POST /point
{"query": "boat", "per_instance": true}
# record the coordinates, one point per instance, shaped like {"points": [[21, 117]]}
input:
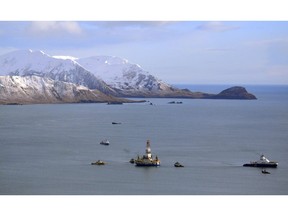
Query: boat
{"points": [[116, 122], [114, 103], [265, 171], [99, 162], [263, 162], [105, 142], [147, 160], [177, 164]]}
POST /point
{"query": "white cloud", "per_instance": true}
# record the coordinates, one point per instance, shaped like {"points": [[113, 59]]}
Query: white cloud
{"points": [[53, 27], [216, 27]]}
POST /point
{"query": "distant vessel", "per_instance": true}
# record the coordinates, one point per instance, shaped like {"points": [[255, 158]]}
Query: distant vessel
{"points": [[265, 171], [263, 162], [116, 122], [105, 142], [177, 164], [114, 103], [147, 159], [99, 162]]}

+++

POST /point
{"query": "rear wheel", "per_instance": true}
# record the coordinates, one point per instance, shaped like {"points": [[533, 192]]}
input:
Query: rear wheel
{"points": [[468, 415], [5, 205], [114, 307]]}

+++

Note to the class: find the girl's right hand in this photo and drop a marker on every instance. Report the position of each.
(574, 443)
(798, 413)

+++

_TASK STATEMENT_
Which lines above contain the word "coordinates"? Copy all of them.

_SOLUTION TO THIS EXERCISE_
# record the coordinates, one point per instance, shaped like {"points": [[21, 117]]}
# record the coordinates, one point per instance, shaped like {"points": [[113, 59]]}
# record the coordinates, one point per instance, shaped like {"points": [[255, 158]]}
# record the coordinates, one point per instance, shaped like {"points": [[533, 192]]}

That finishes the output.